## BEGIN DATASET CONTENT

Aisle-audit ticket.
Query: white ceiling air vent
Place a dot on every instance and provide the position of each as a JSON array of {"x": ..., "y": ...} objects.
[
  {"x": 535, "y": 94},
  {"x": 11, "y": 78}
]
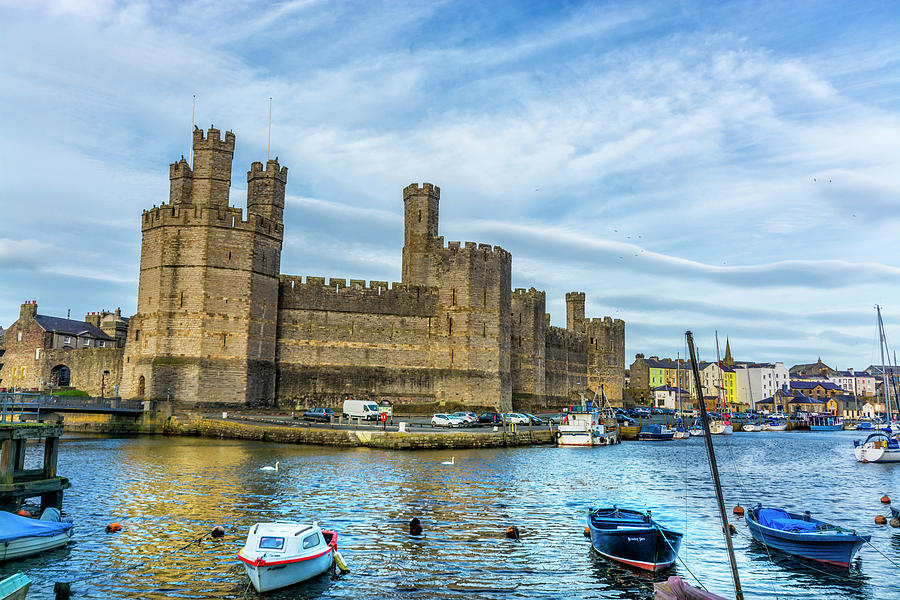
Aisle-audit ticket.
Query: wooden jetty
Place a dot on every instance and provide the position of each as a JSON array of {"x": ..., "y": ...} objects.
[{"x": 18, "y": 483}]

## END DATASET CONTENT

__WHAT IS BEING ASKED__
Please shift every x and y coordinate in the answers by adding 100, then give all the material above again, requests included. Leave the requests and their format samples as they are, and omit the pictures.

__RESPONSE FOR THIS EXERCISE__
Aisle-audit ticket.
Query: white ceiling air vent
Place a dot on every instance and provide the position of each as a JSON array of {"x": ..., "y": ...} objects.
[
  {"x": 635, "y": 194},
  {"x": 111, "y": 178}
]
Aisle-audit ticket.
Query: wooden jetty
Place a dot on every instance and provide the position of each as a JSON array of {"x": ..., "y": ...} objects.
[{"x": 118, "y": 583}]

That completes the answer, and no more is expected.